**Your instructions**
Find each line in the material below that contains the word "roof", and copy those lines out.

**Data taken from a collection**
=======

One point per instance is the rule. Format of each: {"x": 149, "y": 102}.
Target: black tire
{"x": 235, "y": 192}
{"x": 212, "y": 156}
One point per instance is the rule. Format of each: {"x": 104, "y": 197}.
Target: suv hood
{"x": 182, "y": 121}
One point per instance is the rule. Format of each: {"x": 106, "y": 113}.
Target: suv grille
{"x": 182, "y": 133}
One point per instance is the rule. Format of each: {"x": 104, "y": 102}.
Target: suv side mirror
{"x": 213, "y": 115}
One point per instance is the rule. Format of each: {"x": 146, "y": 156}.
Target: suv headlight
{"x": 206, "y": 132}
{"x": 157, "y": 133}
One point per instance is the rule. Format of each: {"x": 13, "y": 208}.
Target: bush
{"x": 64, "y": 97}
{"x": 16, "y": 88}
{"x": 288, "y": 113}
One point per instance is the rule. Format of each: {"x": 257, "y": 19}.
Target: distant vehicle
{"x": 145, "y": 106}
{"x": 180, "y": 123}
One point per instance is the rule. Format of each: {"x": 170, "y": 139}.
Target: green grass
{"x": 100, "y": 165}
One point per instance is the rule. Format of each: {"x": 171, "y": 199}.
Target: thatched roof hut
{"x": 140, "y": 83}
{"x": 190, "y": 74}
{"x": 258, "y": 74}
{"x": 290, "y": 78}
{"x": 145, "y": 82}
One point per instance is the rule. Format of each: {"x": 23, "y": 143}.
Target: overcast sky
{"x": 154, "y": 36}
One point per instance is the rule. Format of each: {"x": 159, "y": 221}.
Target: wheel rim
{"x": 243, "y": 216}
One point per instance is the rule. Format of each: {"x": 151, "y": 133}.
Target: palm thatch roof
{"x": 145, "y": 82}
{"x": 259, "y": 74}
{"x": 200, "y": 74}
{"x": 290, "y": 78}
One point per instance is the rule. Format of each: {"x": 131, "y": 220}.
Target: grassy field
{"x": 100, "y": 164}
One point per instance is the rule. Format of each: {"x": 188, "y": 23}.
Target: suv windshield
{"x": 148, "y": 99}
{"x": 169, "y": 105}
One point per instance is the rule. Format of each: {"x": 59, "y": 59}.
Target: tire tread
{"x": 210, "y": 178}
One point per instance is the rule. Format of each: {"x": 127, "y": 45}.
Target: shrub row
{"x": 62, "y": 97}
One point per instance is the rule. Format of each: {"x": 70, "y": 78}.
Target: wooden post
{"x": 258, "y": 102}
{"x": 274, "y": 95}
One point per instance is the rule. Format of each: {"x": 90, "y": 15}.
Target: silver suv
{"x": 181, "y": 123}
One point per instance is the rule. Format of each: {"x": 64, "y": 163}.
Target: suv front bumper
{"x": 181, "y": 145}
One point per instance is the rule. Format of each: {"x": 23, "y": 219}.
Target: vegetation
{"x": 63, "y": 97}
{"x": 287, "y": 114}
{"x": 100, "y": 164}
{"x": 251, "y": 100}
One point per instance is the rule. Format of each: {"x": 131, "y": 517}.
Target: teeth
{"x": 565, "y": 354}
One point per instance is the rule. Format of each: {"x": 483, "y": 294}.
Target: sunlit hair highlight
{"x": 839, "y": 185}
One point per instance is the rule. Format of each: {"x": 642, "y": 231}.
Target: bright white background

=======

**The completed task**
Target: thatched roof hut
Target: palm thatch roof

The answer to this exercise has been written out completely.